Exactly repeat the material, dropping only the pictures.

Excerpt from a dataset
•••••

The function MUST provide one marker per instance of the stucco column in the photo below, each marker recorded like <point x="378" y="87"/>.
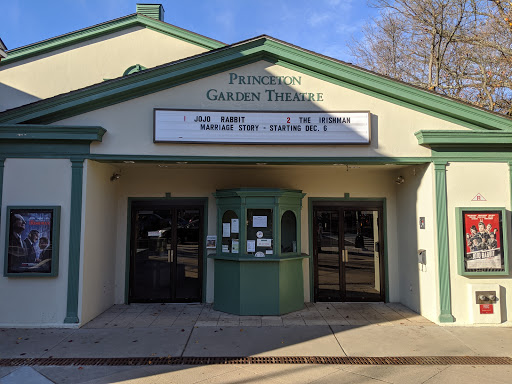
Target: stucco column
<point x="77" y="167"/>
<point x="443" y="252"/>
<point x="1" y="181"/>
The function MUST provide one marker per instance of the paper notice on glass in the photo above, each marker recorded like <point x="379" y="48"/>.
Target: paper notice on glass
<point x="259" y="221"/>
<point x="234" y="226"/>
<point x="226" y="230"/>
<point x="264" y="243"/>
<point x="234" y="246"/>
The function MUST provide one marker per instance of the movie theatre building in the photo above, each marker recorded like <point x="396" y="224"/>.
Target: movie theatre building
<point x="140" y="162"/>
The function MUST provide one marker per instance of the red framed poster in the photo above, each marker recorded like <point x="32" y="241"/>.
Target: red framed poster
<point x="483" y="241"/>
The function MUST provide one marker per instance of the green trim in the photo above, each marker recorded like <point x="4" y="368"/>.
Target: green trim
<point x="261" y="48"/>
<point x="461" y="240"/>
<point x="167" y="199"/>
<point x="35" y="141"/>
<point x="75" y="232"/>
<point x="442" y="243"/>
<point x="465" y="139"/>
<point x="133" y="69"/>
<point x="109" y="27"/>
<point x="55" y="240"/>
<point x="2" y="167"/>
<point x="76" y="133"/>
<point x="383" y="200"/>
<point x="493" y="155"/>
<point x="156" y="11"/>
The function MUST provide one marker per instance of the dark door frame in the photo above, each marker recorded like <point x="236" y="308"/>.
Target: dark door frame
<point x="378" y="204"/>
<point x="158" y="202"/>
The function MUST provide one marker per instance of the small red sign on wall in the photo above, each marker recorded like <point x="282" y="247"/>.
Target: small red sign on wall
<point x="486" y="309"/>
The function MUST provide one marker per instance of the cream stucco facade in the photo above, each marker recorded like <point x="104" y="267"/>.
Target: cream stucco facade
<point x="73" y="140"/>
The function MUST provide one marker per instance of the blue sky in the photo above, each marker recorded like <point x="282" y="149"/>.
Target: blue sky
<point x="323" y="26"/>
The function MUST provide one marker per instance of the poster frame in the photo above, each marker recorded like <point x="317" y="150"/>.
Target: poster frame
<point x="461" y="240"/>
<point x="54" y="241"/>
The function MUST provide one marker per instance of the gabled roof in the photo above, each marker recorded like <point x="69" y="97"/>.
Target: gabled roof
<point x="130" y="21"/>
<point x="246" y="52"/>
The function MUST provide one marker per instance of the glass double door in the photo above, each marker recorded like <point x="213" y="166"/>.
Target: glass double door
<point x="347" y="253"/>
<point x="166" y="252"/>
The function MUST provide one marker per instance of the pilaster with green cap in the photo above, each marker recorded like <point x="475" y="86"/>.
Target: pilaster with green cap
<point x="443" y="251"/>
<point x="75" y="230"/>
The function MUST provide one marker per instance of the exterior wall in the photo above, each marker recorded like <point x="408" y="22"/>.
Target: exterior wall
<point x="415" y="199"/>
<point x="99" y="241"/>
<point x="202" y="181"/>
<point x="87" y="63"/>
<point x="464" y="181"/>
<point x="36" y="301"/>
<point x="130" y="124"/>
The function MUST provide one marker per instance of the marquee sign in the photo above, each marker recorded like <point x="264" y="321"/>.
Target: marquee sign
<point x="231" y="127"/>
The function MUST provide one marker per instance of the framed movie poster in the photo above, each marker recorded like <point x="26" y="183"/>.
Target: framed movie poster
<point x="32" y="243"/>
<point x="482" y="236"/>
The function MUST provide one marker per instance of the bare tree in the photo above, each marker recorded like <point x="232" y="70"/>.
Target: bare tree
<point x="459" y="48"/>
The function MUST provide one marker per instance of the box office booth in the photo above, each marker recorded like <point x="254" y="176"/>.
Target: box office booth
<point x="164" y="166"/>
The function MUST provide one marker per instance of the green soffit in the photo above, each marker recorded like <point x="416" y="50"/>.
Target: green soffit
<point x="130" y="21"/>
<point x="20" y="132"/>
<point x="466" y="139"/>
<point x="243" y="53"/>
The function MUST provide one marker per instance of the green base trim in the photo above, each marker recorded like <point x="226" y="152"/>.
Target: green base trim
<point x="75" y="232"/>
<point x="446" y="318"/>
<point x="71" y="320"/>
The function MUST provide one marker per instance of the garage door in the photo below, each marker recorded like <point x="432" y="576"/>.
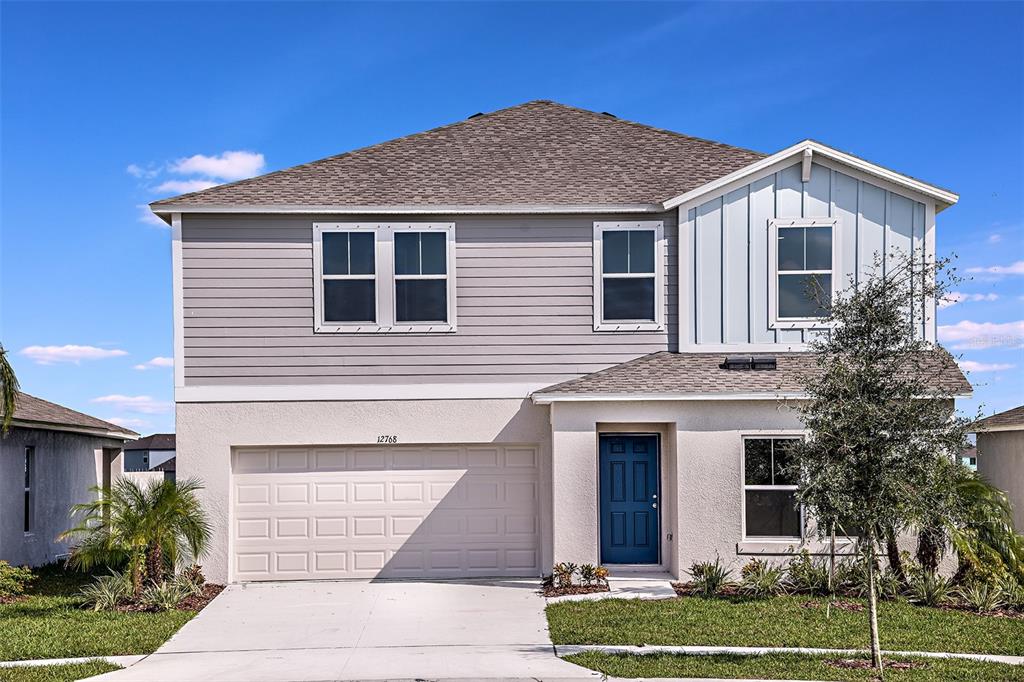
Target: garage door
<point x="384" y="512"/>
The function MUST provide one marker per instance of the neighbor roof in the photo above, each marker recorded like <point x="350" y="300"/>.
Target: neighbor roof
<point x="32" y="412"/>
<point x="668" y="375"/>
<point x="537" y="154"/>
<point x="1011" y="420"/>
<point x="155" y="441"/>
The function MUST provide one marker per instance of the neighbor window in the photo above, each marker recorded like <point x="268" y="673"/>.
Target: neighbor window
<point x="804" y="268"/>
<point x="770" y="508"/>
<point x="629" y="268"/>
<point x="384" y="276"/>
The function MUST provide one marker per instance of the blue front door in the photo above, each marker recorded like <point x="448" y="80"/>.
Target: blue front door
<point x="629" y="499"/>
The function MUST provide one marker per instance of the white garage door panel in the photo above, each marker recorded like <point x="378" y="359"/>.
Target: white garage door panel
<point x="389" y="512"/>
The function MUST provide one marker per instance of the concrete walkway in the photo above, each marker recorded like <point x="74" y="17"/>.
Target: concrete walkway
<point x="313" y="631"/>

•••••

RESPONSE BELOW —
The function MUST provide one marker per instance of the stucco column in the photo below, each marker recorded like <point x="378" y="87"/>.
Target: stucco column
<point x="77" y="167"/>
<point x="443" y="252"/>
<point x="1" y="181"/>
The function MUST provide one marker per instance of the paper notice on glass in the photo above, each marker recorded like <point x="379" y="48"/>.
Target: paper notice on glass
<point x="259" y="221"/>
<point x="234" y="226"/>
<point x="226" y="230"/>
<point x="264" y="243"/>
<point x="234" y="246"/>
The function MUST provide one marker per instance of the movie theatre building in the photo above, each marker recorded like <point x="396" y="224"/>.
Target: movie theatre building
<point x="140" y="162"/>
The function MUST provide one marker per instance of the red framed poster in the photo above, each marker recorded like <point x="32" y="241"/>.
Target: red framed poster
<point x="483" y="241"/>
The function MUST provide one marker per instance of the green trim in the photo above, each marker recorded like <point x="4" y="368"/>.
Target: green trim
<point x="261" y="48"/>
<point x="461" y="240"/>
<point x="167" y="199"/>
<point x="35" y="141"/>
<point x="75" y="232"/>
<point x="442" y="243"/>
<point x="465" y="139"/>
<point x="133" y="69"/>
<point x="109" y="27"/>
<point x="55" y="240"/>
<point x="2" y="167"/>
<point x="76" y="133"/>
<point x="383" y="200"/>
<point x="493" y="155"/>
<point x="156" y="11"/>
The function MUST provide one marker per instance of the dark door frame in the photo above, each marker recorded like <point x="236" y="308"/>.
Target: dark door frame
<point x="378" y="204"/>
<point x="158" y="202"/>
The function MUST provide one marker per instance of the small red sign on wall in the photo above, each marker recorded like <point x="282" y="247"/>.
Target: small red sign on wall
<point x="486" y="309"/>
The function MUST provide one marker per instance of the cream stucco facade in the photo above, each marker recorded like <point x="104" y="267"/>.
Target: cream stucco facade
<point x="73" y="140"/>
The function MUST provide one marker per instance of the blue sky in the photo above, each marker recorded like <point x="282" y="149"/>.
Target: blue sky
<point x="323" y="26"/>
The function MUST provide one marker per instance of the poster frame in the photo above, each marker recorded like <point x="317" y="150"/>.
Target: poster frame
<point x="461" y="240"/>
<point x="54" y="241"/>
The function MUST provide one marker per instance of the gabled roof in the photo above, each marker recorded like <point x="69" y="97"/>.
Target: gabled roof
<point x="130" y="21"/>
<point x="246" y="52"/>
The function MUST provide one marker per instance of the glass double door in the photo above, each marker recorded like <point x="213" y="166"/>.
Target: glass double door
<point x="347" y="253"/>
<point x="166" y="252"/>
The function MUST provide one marker per instance of the pilaster with green cap in the photo above, each marker recorded like <point x="475" y="86"/>.
Target: pilaster with green cap
<point x="443" y="251"/>
<point x="75" y="230"/>
The function MUST provide one marker per instance of the exterior wall in the photo above, each marker recorded like <point x="408" y="22"/>.
Target: exterior wall
<point x="415" y="199"/>
<point x="99" y="241"/>
<point x="202" y="181"/>
<point x="87" y="63"/>
<point x="464" y="181"/>
<point x="36" y="301"/>
<point x="130" y="124"/>
The function MUST provide one marker per instance of the marquee sign in the photo above, each marker recorded like <point x="264" y="321"/>.
Target: marquee sign
<point x="231" y="127"/>
The function MUST provide one marker per instance of the framed movie poster in the photo above, each marker recorded like <point x="26" y="183"/>.
Target: framed movie poster
<point x="32" y="243"/>
<point x="482" y="236"/>
The function MUST provide one marker per instance of the bare tree in the photo above, each marker recorded like <point x="232" y="70"/>.
Target: bare tree
<point x="459" y="48"/>
The function MUST provide one marker per instance of the box office booth in the photo above, each marker recorded like <point x="254" y="176"/>.
Target: box office booth
<point x="164" y="166"/>
The function MUST provide one marker per instance of the green soffit in the photo above, each marker recorded like <point x="416" y="50"/>.
Target: green soffit
<point x="130" y="21"/>
<point x="20" y="132"/>
<point x="466" y="139"/>
<point x="243" y="53"/>
The function MUST provide one marker per instance of the green base trim in the photo above, each marker recorded like <point x="226" y="152"/>.
Target: green base trim
<point x="75" y="232"/>
<point x="446" y="318"/>
<point x="71" y="320"/>
The function MUST provide one marker per instance of the garage door in the photo below, each marker recorded like <point x="432" y="576"/>.
Target: garage door
<point x="384" y="512"/>
The function MUST provide one marker per instance of the neighbor roof in the photo above, each marker recorded like <point x="350" y="300"/>.
Target: neighbor roof
<point x="32" y="412"/>
<point x="668" y="375"/>
<point x="537" y="154"/>
<point x="1011" y="420"/>
<point x="155" y="441"/>
The function MUST provide one marker per instance of the neighbor window in the photo above, each marker recorded like <point x="268" y="673"/>.
Target: neighbor window
<point x="804" y="268"/>
<point x="770" y="508"/>
<point x="629" y="268"/>
<point x="384" y="276"/>
The function MUST provide one marker per instance of the blue front door in the photo above, each marker recorded like <point x="448" y="80"/>.
Target: blue front door
<point x="629" y="499"/>
The function MUST provide one marker per instance of the white garage door panel in the photo above, each marker recorded like <point x="378" y="359"/>.
Target: white garage door panel
<point x="389" y="512"/>
The function MUST provide one marker per instance of the concrete walkway in the photo above, each marker recorded like <point x="74" y="17"/>.
Target: concrete walkway
<point x="313" y="631"/>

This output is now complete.